— begin —
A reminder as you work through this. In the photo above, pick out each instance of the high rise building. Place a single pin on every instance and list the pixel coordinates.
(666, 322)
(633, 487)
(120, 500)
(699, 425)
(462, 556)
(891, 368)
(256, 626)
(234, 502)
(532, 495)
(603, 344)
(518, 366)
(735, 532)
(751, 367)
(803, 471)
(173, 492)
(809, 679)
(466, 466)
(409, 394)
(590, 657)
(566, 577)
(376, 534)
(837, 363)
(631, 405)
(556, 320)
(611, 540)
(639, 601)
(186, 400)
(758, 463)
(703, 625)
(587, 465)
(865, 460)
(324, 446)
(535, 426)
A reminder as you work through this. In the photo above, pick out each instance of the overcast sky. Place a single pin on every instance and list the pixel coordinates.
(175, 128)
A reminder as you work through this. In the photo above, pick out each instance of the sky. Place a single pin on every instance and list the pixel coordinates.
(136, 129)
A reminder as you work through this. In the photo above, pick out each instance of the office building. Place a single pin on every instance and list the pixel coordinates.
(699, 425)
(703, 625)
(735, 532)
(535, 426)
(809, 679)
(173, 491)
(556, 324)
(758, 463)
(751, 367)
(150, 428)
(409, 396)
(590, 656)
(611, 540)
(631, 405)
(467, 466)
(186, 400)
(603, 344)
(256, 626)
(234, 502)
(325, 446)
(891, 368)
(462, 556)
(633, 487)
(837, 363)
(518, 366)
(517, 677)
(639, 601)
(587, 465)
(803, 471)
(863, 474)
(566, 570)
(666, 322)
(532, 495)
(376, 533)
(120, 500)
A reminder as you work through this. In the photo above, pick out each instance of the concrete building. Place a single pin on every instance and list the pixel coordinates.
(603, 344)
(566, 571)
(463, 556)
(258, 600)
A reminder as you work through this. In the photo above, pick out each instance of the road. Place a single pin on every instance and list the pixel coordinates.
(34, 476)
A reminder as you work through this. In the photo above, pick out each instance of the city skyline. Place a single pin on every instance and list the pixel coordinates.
— end —
Aim of the task ▸
Repeat the data above, swapping each "pin" for "marker" and keeping every other character the same.

Solution ▸
A reminder as you work through this. In the photo above, pick out each instance of the high rise building. Place a single marker on every instance and list the pixel coordinates.
(666, 322)
(633, 487)
(120, 500)
(699, 425)
(462, 556)
(891, 368)
(256, 626)
(234, 502)
(532, 495)
(603, 344)
(518, 366)
(735, 532)
(751, 367)
(803, 471)
(173, 492)
(809, 679)
(466, 466)
(409, 394)
(590, 657)
(566, 577)
(376, 534)
(837, 363)
(631, 405)
(556, 320)
(611, 540)
(639, 601)
(186, 400)
(758, 463)
(703, 625)
(587, 465)
(865, 460)
(324, 446)
(535, 426)
A reminder as you work through this. In the photo above, pick out each instance of the overcast sky. Place a single marker on every instance and list the pixel coordinates.
(175, 128)
A reminder as you work through this. In the photo above, pick out each instance of the sky. Place a single marker on every instance and list the pixel coordinates.
(136, 129)
A reminder as you work through this. In the photo above, pick out each instance of the office building. Place a single marker on every instance and list the pixel coordinates.
(699, 425)
(703, 625)
(735, 532)
(535, 426)
(809, 679)
(173, 491)
(556, 324)
(758, 463)
(751, 367)
(150, 428)
(409, 396)
(590, 656)
(611, 540)
(631, 405)
(467, 466)
(186, 400)
(603, 344)
(256, 626)
(234, 502)
(325, 446)
(891, 368)
(462, 556)
(633, 487)
(837, 363)
(518, 366)
(517, 677)
(639, 601)
(587, 465)
(803, 471)
(863, 474)
(566, 570)
(666, 322)
(532, 495)
(376, 533)
(120, 500)
A reminder as you work through this. In the photo above, pick out each instance of the concrete building. Place a single marker on every instance and list the pixel coordinates.
(603, 344)
(566, 571)
(463, 556)
(258, 600)
A reminder as you work through this. In the photo above, pick out each instance of the road. Place a single marker on every instance and list the pixel coordinates.
(34, 476)
A reminder as you work through this. In the photo above, pick out each instance of the city skyline. Place a single marker on every instance and list the pixel coordinates.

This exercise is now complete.